## What the exercise asks
Scan the material and copy every line in which "recessed" appears.

######

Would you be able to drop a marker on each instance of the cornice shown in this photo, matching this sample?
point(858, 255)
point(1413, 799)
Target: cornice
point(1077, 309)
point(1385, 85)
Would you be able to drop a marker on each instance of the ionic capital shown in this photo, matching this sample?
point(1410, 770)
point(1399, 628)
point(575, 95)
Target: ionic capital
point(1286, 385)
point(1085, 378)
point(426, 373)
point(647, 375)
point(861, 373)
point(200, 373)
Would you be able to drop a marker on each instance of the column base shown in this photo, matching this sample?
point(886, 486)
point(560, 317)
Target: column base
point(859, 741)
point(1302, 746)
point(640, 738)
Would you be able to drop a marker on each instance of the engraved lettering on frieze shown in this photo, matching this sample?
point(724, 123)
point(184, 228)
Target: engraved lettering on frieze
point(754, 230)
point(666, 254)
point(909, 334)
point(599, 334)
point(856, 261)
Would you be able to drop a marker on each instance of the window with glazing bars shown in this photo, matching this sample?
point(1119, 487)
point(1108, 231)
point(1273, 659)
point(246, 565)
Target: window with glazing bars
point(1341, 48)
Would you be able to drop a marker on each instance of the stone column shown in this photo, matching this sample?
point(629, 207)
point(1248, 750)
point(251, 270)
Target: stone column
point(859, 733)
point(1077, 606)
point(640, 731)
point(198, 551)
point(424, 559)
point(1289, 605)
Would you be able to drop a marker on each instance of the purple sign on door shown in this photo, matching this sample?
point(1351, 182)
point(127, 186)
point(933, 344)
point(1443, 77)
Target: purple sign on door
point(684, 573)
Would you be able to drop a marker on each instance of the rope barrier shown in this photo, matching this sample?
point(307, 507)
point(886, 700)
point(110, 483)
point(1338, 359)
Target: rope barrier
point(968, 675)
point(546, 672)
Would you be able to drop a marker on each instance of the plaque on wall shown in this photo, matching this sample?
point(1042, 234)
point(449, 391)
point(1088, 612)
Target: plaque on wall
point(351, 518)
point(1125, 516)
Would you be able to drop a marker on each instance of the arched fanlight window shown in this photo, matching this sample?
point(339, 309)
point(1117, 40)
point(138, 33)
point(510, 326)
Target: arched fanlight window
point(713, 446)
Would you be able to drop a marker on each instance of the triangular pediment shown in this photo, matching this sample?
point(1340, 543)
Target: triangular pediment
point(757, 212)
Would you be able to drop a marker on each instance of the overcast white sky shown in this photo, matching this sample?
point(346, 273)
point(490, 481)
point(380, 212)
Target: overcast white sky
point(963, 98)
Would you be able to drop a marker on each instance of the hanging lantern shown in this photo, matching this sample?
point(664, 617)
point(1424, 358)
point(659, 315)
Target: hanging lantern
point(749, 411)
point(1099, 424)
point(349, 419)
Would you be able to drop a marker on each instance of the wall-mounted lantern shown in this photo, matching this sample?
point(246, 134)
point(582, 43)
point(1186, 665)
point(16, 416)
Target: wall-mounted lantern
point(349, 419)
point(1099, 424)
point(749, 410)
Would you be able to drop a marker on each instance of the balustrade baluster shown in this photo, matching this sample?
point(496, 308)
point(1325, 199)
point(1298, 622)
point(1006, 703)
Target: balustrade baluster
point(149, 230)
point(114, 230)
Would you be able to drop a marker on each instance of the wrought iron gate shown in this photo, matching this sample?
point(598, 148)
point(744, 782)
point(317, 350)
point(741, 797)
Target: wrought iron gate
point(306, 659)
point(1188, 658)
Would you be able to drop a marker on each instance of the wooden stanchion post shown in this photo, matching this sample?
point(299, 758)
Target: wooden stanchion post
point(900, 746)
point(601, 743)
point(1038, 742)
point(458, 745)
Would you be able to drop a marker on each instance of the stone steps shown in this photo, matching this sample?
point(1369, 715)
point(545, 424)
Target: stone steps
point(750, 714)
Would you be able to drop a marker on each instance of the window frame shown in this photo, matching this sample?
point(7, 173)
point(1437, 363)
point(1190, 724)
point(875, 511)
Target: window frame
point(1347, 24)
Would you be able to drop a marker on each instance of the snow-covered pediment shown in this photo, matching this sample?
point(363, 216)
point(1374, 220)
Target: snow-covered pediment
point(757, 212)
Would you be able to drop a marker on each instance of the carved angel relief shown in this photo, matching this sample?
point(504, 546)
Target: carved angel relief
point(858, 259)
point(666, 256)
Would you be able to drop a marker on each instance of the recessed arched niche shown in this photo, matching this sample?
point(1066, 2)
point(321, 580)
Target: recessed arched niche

######

## Written answer
Would you be able to drop a marker on each instance of the recessed arched niche shown in this photo, matching this sample?
Target: recessed arched niche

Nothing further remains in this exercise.